- TO DO: Reproduce the listing below word for word, beginning at the line that contains "form [298, 203]." and stopping after its last line.

- DATA TO USE:
↓↓↓
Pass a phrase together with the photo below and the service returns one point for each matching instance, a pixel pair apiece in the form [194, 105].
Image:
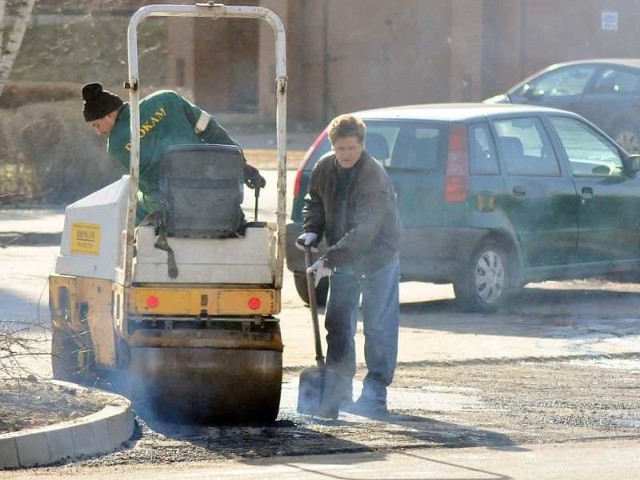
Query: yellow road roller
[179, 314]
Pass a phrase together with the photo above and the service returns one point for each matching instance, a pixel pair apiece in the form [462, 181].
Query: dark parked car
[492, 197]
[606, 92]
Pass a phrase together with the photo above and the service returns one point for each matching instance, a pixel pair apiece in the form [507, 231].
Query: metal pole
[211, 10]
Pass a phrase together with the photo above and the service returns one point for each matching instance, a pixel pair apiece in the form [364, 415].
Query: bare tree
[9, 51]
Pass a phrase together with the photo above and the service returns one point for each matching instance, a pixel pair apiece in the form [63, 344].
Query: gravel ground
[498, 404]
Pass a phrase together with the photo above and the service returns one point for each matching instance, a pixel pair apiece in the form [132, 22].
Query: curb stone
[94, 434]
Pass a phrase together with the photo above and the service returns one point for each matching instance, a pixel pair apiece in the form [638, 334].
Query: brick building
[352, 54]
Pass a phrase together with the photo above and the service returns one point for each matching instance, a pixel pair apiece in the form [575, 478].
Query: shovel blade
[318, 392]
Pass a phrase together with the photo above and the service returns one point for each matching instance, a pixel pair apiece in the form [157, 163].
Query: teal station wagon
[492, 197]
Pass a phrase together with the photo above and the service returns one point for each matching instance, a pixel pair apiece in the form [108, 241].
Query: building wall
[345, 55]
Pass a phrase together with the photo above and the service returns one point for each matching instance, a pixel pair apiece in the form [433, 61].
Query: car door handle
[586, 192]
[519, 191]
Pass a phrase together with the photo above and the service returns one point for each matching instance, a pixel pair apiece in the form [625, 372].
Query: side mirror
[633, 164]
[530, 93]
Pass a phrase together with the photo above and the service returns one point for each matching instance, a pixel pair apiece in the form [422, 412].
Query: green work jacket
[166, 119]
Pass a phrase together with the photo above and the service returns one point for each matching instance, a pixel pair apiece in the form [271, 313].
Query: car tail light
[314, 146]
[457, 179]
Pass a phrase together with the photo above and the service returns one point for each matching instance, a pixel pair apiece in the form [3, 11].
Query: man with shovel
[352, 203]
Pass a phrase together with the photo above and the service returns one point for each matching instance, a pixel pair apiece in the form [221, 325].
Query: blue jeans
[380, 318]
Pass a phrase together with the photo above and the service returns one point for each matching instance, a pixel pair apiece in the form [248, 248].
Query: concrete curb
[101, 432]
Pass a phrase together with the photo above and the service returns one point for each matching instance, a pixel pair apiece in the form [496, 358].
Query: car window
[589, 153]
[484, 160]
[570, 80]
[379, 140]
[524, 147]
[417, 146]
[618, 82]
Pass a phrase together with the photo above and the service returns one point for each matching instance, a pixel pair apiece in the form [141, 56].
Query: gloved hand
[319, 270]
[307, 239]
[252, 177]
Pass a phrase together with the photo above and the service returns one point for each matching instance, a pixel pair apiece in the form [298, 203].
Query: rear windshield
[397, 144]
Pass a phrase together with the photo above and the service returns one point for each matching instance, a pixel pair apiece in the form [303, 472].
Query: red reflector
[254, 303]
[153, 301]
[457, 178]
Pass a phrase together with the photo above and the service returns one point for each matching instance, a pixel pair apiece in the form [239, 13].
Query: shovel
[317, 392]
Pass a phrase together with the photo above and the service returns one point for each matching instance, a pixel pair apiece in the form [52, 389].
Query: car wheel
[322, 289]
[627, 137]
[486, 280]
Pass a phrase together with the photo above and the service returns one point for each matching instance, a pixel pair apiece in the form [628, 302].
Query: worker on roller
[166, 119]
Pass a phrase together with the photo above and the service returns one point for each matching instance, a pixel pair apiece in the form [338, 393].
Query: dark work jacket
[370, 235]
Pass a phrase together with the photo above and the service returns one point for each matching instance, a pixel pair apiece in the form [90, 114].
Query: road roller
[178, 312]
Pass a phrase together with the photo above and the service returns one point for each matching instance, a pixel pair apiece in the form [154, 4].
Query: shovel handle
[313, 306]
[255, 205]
↑↑↑
- COMPLETE RESPONSE:
Pass a phrase together with the photo above and the service returns one point for each matching instance, a pixel pair apiece in the form [298, 203].
Query: rear windshield
[397, 144]
Pass a phrase together with the photo above and the service returns one point for each matching instance, a pixel pair apiece in the form [303, 472].
Query: red reflector
[254, 303]
[153, 301]
[457, 178]
Pass a phrase together with the photo above and the service returns one point for each matching instance, a pixel pair apiece in the form [239, 13].
Query: shovel
[317, 392]
Pass a phrase together with the photo above and the service returns one point for each matching instance, a pixel pair apiece in the form [52, 389].
Query: car wheel
[322, 289]
[627, 137]
[486, 280]
Pass a phrase together with the photo above and the service returns one point for each matching instance, a pixel pair apiece in the form [628, 302].
Query: worker on roller
[166, 119]
Pass a phrase together with the photo above and the service returns one point for each matching instance, a pixel pair apiece in the form [338, 393].
Query: dark work jacket
[370, 235]
Pass a phrase together with the photo above and the service returns one point for each matching instance, a pixel pair apiece in the form [90, 114].
Query: road roller
[178, 312]
Pass a phrase together with the photo above and the service returns one point for each matching instance, a pixel pair apiece in the form [154, 4].
Query: shovel handle
[313, 306]
[255, 205]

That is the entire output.